### Text
There is a wider issue for some organisations. The United Nations have indicated that by 2050 the world could need three times more resources than are currently being used, due to population growth and the onward march of consumerism. This can also impact on corporate social responsibility type goals where unsustainable exploitation of natural resources and the exploitation of vulnerable individuals in manufacturing is exacerbated by a lack of effective lifecycle management.

Due to these wider concerns about the state of the world’s natural resources, more organisations are championing the idea of a circular economy — in which virtually nothing is wasted and the resources used are endlessly repurposed. This not only impacts on the wider world but each organisation’s own ongoing viability. Whatever one’s position on global warming, resources are finite and, in some instances, the control of commodity supplies are in relatively few hands — the assumption that one does not need to think too much about where resources come from and how they end up is not sustainable.

The other policy decision relates to future proofing through lifecycle. The availability and cost of resources and the impact of carbon management is just one factor. The way that technology may develop and the way business delivery will change, eg web based services, more robotics, less requirement for face-to-face meetings or servicing, will all influence lifecycle.

One size fits all?

It should be remembered that lifecycle will depend on many factors that are not homogenous even in one organisation. For example, a global organisation will need to consider different circumstances throughout the world, eg procurement chains, availability of local technologies to manage climate control, reuse and recycling, to name just a few.

However, for smaller organisations, the bigger issue is different product streams with different lifecycle goals. For the FM professional, the lifecycle between hard and soft services is one broad definition. Hard services will often have more focus on the procurement of technologies, spare parts, whole life costing and the eventual recycling of redundant parts. Soft services may be focusing on efficient energy use in the execution of services (less travel or more efficient routines) and the ability to reuse or recycle often quite diverse waste streams; even in services like reception and security the lifecycle of energy use and carbon impact can be influenced by the way processes are configured and delivered.

### Brief A
Condense the paragraph of the lifecycle text beginning "However, for smaller organisations" into a short bulleted list that keeps its main facts.
### Brief B
According to the lifecycle text, how much more in resources could the world need by 2050, as the United Nations has indicated?
### Brief C
Carry on the lifecycle text from the point where it ends.

### Dataset content
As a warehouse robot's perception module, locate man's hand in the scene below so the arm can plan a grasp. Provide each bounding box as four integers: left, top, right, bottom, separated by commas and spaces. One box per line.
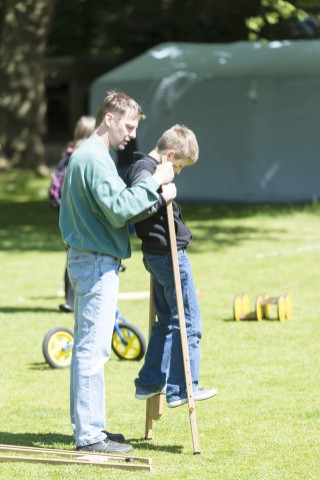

### Answer box A
- For smaller organizations, the bigger issue is different product streams with different lifecycle goals.
- For the FM professional, the split between hard and soft services is one broad definition of lifecycle.
- Hard services often focus more on procuring technologies and spare parts, whole life costing, and eventually recycling redundant parts.
- Soft services may focus on efficient energy use in delivering services, such as less travel or more efficient routines, and on reusing or recycling often diverse waste streams.
- Even in services like reception and security, how processes are configured and delivered can influence the lifecycle of energy use and carbon impact.

### Answer box B
Three times more resources than are currently being used.

### Answer box C
The key point is that all products and services impact on lifecycle, some more so than others. If a prioritisation of lifecycle projects is desired, then understanding the individual impacts on lifecycle for each product, service or site is essential. However, if one does not understand the organisation’s overall policy towards lifecycle the priorities cannot be determined, eg is our priority the absolute reduction of waste generation or, rather, is it the minimisation of hazardous waste generation?

Since ISO 14001:2015 is a risk based management system, this means lifecycle management should be part of the wider risk minimisation/opportunities maximisation approach to the EMS. In other words, lifecycle is not standalone. It is just one part of the EMS and decisions relating to it create both risk and opportunities in terms of fulfilling all the environmental policies and objectives that it may impact on, eg wider policies on biodiversity or energy management the organisation may have decided.

Conclusion

In the short term, a better appreciation of lifecycle improves not just the bottom line but also promotes what can be described as environmental stewardship and, progressively, customers expect this approach. This is especially true in the built environment sector.

So, understanding lifecycle is much more than simply meeting some ISO 14001 requirements. It can have wider business benefits where it is appropriately defined and implemented.